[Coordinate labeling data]
+-------+
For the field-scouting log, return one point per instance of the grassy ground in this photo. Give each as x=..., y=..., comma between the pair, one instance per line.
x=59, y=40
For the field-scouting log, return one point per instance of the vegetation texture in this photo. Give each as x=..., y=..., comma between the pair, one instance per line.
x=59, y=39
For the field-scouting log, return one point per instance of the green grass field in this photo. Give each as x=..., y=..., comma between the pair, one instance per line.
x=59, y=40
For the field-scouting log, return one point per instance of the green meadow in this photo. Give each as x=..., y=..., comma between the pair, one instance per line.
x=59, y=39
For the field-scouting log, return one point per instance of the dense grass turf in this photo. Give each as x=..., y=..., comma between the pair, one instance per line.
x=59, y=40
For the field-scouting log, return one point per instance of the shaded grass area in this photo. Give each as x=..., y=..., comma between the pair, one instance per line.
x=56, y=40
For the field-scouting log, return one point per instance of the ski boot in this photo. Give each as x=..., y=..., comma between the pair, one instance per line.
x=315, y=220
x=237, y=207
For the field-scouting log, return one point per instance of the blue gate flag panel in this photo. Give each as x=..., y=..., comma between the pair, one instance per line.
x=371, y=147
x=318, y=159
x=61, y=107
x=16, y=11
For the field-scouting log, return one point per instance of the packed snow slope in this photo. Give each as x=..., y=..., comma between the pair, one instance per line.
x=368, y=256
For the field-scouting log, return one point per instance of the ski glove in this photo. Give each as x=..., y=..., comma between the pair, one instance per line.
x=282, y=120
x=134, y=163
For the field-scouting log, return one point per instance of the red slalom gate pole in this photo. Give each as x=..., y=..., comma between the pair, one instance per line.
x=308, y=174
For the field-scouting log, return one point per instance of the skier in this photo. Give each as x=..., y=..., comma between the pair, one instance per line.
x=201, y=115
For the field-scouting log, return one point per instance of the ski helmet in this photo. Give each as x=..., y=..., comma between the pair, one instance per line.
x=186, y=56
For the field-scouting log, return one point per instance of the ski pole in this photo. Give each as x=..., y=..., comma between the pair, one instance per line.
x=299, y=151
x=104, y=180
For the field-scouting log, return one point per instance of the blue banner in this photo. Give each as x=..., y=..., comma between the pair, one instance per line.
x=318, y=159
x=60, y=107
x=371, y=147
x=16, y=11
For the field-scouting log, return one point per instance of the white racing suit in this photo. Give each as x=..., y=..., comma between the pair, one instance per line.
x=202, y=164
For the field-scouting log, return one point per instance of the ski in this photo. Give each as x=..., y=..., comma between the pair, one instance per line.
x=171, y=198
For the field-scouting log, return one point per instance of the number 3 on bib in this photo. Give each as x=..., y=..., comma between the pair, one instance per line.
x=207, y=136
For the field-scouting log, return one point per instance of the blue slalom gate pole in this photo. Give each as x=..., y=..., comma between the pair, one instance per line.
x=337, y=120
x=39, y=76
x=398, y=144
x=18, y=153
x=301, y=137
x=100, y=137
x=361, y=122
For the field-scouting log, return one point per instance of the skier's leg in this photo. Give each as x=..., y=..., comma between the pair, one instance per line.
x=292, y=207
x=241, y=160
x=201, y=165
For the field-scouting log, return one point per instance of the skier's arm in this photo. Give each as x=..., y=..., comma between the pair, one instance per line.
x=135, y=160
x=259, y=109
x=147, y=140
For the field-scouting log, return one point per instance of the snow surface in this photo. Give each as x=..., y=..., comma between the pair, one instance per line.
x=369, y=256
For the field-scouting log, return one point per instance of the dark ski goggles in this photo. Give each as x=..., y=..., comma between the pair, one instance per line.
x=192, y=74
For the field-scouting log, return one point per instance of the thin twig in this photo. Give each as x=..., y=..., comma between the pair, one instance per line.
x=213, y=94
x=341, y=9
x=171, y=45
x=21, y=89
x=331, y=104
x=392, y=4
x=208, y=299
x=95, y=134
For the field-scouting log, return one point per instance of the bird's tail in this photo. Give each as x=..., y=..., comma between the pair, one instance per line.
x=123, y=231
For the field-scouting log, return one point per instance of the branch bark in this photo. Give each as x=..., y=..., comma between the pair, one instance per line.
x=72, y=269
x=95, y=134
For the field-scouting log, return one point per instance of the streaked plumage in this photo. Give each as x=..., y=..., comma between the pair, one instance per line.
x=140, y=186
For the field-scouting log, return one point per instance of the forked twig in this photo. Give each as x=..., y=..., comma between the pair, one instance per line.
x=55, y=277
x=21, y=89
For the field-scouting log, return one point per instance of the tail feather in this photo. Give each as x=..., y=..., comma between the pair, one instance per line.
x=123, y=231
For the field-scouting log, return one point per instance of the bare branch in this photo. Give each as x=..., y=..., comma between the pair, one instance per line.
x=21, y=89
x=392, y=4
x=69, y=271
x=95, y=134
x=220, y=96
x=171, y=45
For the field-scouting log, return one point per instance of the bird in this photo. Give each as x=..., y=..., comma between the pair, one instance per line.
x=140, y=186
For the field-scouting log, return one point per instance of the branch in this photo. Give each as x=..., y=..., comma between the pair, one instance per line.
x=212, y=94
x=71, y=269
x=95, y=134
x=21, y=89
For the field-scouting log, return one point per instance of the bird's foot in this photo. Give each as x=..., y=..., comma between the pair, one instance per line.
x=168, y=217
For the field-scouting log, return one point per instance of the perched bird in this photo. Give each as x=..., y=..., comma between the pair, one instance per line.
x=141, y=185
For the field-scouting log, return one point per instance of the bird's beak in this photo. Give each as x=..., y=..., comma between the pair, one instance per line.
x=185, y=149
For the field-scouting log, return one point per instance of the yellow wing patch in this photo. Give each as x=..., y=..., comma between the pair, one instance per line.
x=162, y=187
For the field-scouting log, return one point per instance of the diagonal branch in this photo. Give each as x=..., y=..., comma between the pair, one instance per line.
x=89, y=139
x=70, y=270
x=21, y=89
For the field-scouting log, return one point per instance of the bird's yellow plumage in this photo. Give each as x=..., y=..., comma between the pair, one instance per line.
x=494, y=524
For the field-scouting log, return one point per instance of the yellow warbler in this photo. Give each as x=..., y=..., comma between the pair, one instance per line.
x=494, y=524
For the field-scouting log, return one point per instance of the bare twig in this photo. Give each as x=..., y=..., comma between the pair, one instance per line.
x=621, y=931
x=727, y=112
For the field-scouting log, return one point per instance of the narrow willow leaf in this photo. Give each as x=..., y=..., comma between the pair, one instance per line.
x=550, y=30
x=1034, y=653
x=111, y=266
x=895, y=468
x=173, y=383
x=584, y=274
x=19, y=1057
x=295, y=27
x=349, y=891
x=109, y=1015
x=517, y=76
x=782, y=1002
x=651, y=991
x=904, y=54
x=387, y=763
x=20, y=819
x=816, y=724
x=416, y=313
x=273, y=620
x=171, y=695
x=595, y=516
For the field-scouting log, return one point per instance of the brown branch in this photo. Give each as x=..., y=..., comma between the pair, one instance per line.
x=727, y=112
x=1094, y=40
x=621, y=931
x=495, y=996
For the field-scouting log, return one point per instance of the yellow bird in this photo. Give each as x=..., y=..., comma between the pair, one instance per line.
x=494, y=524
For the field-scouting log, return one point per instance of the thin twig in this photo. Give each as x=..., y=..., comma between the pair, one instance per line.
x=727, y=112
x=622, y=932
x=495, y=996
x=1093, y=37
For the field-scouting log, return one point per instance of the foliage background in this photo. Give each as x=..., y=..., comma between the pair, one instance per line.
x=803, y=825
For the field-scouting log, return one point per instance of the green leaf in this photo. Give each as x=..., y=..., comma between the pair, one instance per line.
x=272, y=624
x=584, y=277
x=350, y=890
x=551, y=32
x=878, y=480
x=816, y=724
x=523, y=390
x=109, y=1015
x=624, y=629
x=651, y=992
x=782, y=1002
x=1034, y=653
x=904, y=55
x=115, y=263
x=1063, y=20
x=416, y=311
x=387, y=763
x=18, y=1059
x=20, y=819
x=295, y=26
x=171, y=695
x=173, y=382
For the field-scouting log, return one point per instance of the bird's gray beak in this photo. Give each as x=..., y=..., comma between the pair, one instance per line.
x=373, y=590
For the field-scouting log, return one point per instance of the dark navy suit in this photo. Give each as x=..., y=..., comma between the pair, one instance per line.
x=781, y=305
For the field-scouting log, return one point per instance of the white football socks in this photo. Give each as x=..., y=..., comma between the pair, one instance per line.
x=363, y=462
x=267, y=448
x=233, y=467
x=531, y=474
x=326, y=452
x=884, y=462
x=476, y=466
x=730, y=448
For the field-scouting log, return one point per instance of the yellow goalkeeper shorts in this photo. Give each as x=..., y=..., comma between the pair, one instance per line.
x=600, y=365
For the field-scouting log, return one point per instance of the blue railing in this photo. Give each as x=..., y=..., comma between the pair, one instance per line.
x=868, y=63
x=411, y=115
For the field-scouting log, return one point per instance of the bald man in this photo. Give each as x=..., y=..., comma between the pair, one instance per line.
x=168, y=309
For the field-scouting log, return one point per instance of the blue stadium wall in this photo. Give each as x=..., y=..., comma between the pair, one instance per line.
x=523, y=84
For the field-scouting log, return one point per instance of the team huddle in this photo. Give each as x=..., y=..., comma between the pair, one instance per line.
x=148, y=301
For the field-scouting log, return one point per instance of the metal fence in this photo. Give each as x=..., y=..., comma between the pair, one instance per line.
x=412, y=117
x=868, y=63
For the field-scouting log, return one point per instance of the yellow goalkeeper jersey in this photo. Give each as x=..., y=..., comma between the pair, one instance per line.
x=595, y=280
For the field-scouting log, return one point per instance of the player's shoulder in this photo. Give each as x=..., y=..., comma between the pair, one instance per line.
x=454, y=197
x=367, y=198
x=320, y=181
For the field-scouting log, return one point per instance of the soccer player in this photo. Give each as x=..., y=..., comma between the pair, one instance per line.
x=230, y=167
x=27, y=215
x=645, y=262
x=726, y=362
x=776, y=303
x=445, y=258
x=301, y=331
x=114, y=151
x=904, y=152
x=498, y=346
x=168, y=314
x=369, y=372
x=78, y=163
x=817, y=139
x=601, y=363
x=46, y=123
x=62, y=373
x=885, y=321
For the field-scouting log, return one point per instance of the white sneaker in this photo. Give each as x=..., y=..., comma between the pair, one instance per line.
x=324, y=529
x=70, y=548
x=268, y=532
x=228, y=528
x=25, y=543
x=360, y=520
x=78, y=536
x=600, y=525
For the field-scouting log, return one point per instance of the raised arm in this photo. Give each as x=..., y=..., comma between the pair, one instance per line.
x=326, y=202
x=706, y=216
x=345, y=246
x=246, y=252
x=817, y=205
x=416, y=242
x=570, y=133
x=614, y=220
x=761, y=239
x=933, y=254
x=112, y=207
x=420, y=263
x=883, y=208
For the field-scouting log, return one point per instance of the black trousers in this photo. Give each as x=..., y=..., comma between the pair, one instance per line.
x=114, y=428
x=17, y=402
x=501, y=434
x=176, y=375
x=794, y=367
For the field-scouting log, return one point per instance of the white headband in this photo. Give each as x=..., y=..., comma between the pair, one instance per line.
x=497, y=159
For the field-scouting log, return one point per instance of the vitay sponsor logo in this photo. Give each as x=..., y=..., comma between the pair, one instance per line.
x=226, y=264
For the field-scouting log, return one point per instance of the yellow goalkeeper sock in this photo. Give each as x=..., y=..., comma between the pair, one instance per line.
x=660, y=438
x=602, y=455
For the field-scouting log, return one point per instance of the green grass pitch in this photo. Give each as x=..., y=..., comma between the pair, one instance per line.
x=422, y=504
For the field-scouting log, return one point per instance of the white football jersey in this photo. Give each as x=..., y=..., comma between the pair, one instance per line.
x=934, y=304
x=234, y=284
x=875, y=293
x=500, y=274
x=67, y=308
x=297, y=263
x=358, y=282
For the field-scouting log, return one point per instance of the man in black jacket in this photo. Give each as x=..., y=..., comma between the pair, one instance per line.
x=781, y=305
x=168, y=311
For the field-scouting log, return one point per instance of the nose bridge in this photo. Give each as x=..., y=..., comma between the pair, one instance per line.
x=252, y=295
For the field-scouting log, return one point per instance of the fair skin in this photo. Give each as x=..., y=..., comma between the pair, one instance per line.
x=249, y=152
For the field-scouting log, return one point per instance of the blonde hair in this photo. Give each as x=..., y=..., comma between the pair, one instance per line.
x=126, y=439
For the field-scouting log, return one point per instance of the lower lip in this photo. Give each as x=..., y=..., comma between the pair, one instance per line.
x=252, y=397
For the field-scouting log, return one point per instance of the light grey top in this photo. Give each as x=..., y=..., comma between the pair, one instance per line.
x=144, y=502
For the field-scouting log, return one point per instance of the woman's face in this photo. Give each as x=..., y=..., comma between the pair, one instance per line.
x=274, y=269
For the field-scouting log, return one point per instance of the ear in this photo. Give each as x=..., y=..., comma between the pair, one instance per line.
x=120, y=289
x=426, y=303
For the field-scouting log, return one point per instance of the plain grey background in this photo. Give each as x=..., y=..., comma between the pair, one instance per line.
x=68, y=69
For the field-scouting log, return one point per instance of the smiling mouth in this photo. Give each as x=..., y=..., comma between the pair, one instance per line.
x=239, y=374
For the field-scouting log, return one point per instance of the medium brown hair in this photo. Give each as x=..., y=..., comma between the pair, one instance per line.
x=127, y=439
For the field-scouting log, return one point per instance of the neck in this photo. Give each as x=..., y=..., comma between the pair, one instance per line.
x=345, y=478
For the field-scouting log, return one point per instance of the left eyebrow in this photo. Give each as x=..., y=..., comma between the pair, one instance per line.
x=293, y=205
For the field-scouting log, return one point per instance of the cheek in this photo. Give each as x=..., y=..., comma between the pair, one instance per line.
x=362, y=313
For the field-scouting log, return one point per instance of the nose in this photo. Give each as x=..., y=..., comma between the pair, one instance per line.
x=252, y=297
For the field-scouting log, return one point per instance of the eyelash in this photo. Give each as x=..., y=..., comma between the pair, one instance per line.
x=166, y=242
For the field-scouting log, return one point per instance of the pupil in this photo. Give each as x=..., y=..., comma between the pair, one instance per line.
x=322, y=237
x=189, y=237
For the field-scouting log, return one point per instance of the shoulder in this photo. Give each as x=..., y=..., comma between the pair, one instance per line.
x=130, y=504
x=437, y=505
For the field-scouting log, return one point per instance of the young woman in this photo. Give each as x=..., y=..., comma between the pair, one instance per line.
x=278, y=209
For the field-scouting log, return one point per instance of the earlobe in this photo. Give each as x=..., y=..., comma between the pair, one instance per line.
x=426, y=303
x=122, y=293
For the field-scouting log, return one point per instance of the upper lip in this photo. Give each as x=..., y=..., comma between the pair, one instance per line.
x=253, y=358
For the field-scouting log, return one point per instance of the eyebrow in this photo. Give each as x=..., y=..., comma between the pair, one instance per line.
+-------+
SHORT TASK
Quote the rows starting at the very first line and ending at the line that contains "x=201, y=115", including both of those lines.

RESPONSE FOR THIS EXERCISE
For the field-scouting log, return one point per instance of the grassy ground in this photo. Give each as x=..., y=..., comma between the pair, one instance per line.
x=59, y=40
For the field-scouting log, return one point per instance of the vegetation texture in this photo. Give each as x=..., y=..., comma between the pair, one instance per line.
x=59, y=39
For the field-scouting log, return one point per instance of the green grass field in this photo. Give each as x=..., y=..., comma between the pair, one instance per line.
x=59, y=40
For the field-scouting log, return one point per instance of the green meadow in this photo. Give each as x=..., y=..., comma between the pair, one instance per line.
x=59, y=39
For the field-scouting log, return one point per instance of the dense grass turf in this photo. Give each as x=..., y=..., comma between the pair, one instance per line.
x=59, y=40
For the field-scouting log, return one point per instance of the shaded grass area in this photo. Give each as x=..., y=..., comma between the pair, one instance per line.
x=56, y=40
For the field-scouting log, return one point per instance of the ski boot in this photo. Give each as x=..., y=..., comma between the pair, one instance per line.
x=315, y=220
x=237, y=207
For the field-scouting log, return one point per instance of the blue gate flag panel in this photo. Give each as x=..., y=..., comma between the pair, one instance per line.
x=371, y=147
x=318, y=159
x=61, y=107
x=16, y=11
For the field-scouting log, return one point per instance of the packed snow slope in this photo. Give each as x=..., y=..., comma between the pair, one instance per line.
x=368, y=256
For the field-scouting log, return one point per instance of the ski glove in this photo. Give each as x=..., y=..., comma between the pair, one instance per line.
x=282, y=120
x=134, y=163
For the field-scouting log, return one point per instance of the red slalom gate pole in this photo. Give each as x=..., y=..., comma between the pair, one instance per line.
x=308, y=174
For the field-scouting log, return one point per instance of the skier in this photo. Give each as x=..., y=..., comma between the pair, one instance per line.
x=201, y=115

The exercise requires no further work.